• _Work item_: Each record needs to be transcribed exactly.
** Opening Supplied data block **
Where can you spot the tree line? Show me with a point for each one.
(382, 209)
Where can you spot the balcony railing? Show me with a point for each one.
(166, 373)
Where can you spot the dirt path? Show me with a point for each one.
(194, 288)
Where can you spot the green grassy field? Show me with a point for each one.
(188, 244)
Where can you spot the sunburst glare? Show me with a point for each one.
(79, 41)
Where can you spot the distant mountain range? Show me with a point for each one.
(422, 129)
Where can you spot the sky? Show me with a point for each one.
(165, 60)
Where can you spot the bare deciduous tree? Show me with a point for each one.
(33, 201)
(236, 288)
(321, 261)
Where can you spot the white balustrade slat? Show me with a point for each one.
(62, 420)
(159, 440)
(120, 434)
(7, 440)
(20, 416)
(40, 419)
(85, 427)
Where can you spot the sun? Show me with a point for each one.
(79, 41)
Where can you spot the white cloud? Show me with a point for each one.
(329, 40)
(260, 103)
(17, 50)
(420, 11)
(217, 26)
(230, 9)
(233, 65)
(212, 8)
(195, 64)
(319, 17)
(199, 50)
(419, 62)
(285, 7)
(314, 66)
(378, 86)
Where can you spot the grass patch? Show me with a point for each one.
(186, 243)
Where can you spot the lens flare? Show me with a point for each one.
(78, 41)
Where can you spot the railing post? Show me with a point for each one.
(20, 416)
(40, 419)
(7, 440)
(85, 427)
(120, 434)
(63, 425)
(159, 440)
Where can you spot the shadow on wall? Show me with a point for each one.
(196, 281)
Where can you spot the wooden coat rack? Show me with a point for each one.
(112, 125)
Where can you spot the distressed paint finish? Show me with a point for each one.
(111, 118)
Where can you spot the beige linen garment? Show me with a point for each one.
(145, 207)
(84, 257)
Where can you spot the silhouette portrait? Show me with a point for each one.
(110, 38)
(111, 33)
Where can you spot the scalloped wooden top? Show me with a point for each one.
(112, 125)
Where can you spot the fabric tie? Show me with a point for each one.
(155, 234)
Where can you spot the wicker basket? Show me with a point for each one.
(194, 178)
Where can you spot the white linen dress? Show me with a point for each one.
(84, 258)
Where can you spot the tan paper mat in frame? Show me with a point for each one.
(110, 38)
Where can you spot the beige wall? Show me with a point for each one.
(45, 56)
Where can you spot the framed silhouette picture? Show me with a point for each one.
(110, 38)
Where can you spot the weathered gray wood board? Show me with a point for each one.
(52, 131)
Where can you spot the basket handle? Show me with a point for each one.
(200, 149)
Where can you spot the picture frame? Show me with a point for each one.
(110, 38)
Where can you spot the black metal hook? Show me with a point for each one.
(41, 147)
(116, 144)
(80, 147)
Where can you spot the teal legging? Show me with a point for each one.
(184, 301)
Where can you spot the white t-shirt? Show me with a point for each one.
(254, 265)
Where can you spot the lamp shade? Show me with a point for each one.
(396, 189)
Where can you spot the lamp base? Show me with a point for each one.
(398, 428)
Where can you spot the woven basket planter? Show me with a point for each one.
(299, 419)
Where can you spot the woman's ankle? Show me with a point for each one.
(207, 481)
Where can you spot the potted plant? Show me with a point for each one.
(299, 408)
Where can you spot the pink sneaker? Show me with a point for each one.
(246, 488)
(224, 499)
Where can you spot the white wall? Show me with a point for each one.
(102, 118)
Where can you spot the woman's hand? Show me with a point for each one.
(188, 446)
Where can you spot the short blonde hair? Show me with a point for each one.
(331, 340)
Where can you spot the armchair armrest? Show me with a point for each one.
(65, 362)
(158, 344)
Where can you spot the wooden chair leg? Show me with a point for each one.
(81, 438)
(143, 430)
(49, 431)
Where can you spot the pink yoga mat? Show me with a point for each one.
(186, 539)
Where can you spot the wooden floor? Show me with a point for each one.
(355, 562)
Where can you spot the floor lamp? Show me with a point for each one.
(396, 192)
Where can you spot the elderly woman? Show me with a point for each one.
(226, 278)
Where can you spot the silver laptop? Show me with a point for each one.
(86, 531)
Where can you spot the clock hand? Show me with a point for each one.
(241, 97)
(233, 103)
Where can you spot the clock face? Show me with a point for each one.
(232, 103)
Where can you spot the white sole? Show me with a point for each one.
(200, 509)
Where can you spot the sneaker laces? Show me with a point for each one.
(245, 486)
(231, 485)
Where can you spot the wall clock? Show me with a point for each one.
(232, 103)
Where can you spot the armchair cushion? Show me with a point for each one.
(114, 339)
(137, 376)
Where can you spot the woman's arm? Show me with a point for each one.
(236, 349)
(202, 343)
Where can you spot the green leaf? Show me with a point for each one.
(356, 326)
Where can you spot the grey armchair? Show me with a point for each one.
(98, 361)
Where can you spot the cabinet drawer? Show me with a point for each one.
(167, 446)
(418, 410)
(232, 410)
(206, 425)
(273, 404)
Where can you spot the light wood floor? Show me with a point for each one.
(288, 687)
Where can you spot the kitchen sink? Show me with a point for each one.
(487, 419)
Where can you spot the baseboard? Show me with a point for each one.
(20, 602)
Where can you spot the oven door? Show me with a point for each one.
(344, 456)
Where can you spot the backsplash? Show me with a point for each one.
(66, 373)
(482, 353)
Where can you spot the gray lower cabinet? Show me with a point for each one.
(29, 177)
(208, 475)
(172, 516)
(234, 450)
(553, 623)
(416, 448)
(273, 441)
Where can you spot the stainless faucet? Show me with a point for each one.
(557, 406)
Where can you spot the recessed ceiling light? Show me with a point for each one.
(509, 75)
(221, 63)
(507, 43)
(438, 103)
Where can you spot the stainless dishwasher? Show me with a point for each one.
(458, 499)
** Closing Supplied data block **
• _Reply to the exercise_:
Where can you spot the tree line? Show me with a point for each one.
(382, 209)
Where can you spot the balcony railing? Show me with a point for each one.
(166, 373)
Where can you spot the dirt path? Show me with a point for each one.
(194, 288)
Where can you spot the green grassy field? Show me with a point for each one.
(188, 244)
Where can you spot the sunburst glare? Show me with a point for each one.
(79, 41)
Where can you spot the distant mountain range? Show me with a point for each one.
(422, 129)
Where can you spot the sky? Show me with a point for each one.
(165, 60)
Where can you spot the bare deciduous tree? Show me with a point for each one.
(33, 201)
(236, 288)
(321, 261)
Where can you spot the white balustrade slat? Show me with a point for each one.
(62, 420)
(159, 440)
(120, 434)
(7, 440)
(20, 416)
(40, 419)
(85, 427)
Where can you spot the sun? Show me with a point for each one.
(79, 41)
Where can you spot the white cloud? Show me with a point for each one.
(329, 40)
(260, 103)
(17, 50)
(420, 11)
(217, 26)
(230, 9)
(233, 65)
(212, 8)
(195, 64)
(319, 17)
(199, 50)
(419, 62)
(285, 7)
(314, 66)
(378, 86)
Where can you spot the grass patch? Show me with a point for each one.
(186, 243)
Where can you spot the lens flare? Show me with a point for each one.
(78, 41)
Where can you spot the railing post? Show me with a point for each one.
(20, 416)
(40, 419)
(7, 440)
(85, 427)
(120, 434)
(63, 425)
(159, 440)
Where can you spot the shadow on wall? Show me with a point for each one.
(196, 281)
Where can you spot the wooden coat rack? Show me with a point for each one.
(112, 125)
Where can you spot the distressed paint finish? Show me with a point for each one.
(111, 118)
Where can you spot the beige linen garment? Show me with a point for each one.
(145, 207)
(84, 257)
Where can you spot the silhouette portrait? Show me with a point for each one.
(110, 38)
(111, 33)
Where can you spot the scalloped wooden top? Show me with a point for each one.
(112, 125)
Where can you spot the fabric tie? Show me with a point for each one.
(155, 234)
Where can you spot the wicker basket? Show me with a point for each one.
(194, 178)
Where can you spot the white linen dress? Show me with a point for each one.
(84, 258)
Where can you spot the tan paper mat in frame? Show me with a point for each one.
(110, 38)
Where can you spot the beige wall? Show me with a point for each one.
(45, 56)
Where can you spot the framed silhouette picture? Show me with a point for each one.
(110, 38)
Where can you spot the weathered gray wood board? Show me with a point for each one.
(52, 131)
Where can you spot the basket handle? Show me with a point for each one.
(200, 149)
Where can you spot the picture frame? Show me with a point for each one.
(110, 38)
Where can you spot the black metal hook? Show me with a point for each one.
(41, 147)
(116, 144)
(80, 147)
Where can you spot the teal legging? Show me with a point for each one.
(184, 301)
Where can you spot the white t-shirt? Show me with a point for each one.
(254, 265)
Where can you spot the lamp shade? Show me with a point for each one.
(396, 189)
Where can you spot the lamp base? Show me with a point for each one.
(398, 428)
Where can you spot the woven basket planter? Show me with a point for each one.
(299, 419)
Where can you spot the woman's ankle? Show me with a point for each one.
(207, 481)
Where can you spot the potted plant? Show me with a point for each one.
(299, 408)
Where can you spot the pink sneaker? Show me with a point for each one.
(246, 488)
(224, 499)
Where can you spot the white wall? Show me with a point for each one.
(102, 118)
Where can you spot the woman's hand? Show me with a point for each one.
(188, 446)
Where can you spot the short blonde hair? Show me with a point for each one.
(331, 340)
Where can you spot the armchair armrest? Show me with a point for each one.
(65, 362)
(158, 344)
Where can you spot the wooden chair leg? Show me with a point for each one.
(81, 438)
(143, 430)
(49, 431)
Where can you spot the pink yoga mat? Show me with a point for each one.
(186, 539)
Where can you spot the wooden floor? Show me with a point for each one.
(355, 562)
Where can you spot the floor lamp? Show me with a point for each one.
(396, 192)
Where can you spot the elderly woman? Show me with a point for each one.
(226, 278)
Where can you spot the silver laptop? Show me with a point for each one.
(86, 531)
Where can you spot the clock hand? Show me with a point for each one.
(241, 97)
(233, 103)
Where can you spot the clock face? Show me with a point for each one.
(232, 103)
Where can you spot the white sole? Show me with a point for each one.
(200, 509)
Where can you spot the sneaker laces? Show me with a point for each one.
(245, 486)
(231, 485)
Where can you spot the wall clock? Show me with a point for each one.
(232, 103)
Where can you spot the armchair cushion? Show me with a point for each one.
(114, 339)
(137, 376)
Where can you spot the woman's arm? Show me with a point for each one.
(236, 349)
(202, 343)
Where can you spot the green leaf? Show me with a point for each one.
(356, 326)
Where can you spot the grey armchair? Show me with a point for each one.
(98, 361)
Where can you spot the cabinet drawer? Show me with a point for each one.
(167, 446)
(418, 410)
(232, 410)
(206, 425)
(273, 404)
Where can you spot the light wood floor? Show me with a point for each one.
(288, 687)
Where can you spot the kitchen sink? Show me with a point for each one.
(487, 419)
Where can you spot the baseboard? Show me with a point for each one.
(20, 602)
Where can you spot the oven door? Show me with a point for each one.
(344, 456)
Where can you spot the backsplash? Show me with a point for each one.
(66, 373)
(482, 353)
Where can you spot the gray lower cabinet? Show me with a point for each one.
(29, 177)
(208, 475)
(172, 516)
(234, 450)
(553, 623)
(416, 448)
(273, 441)
Where can you spot the stainless faucet? Show me with a point for each one.
(557, 406)
Where can you spot the recessed ceiling light? Show me with a point for each one.
(509, 75)
(221, 63)
(507, 43)
(438, 103)
Where can you spot the stainless dishwasher? Show me with a point for each one.
(458, 499)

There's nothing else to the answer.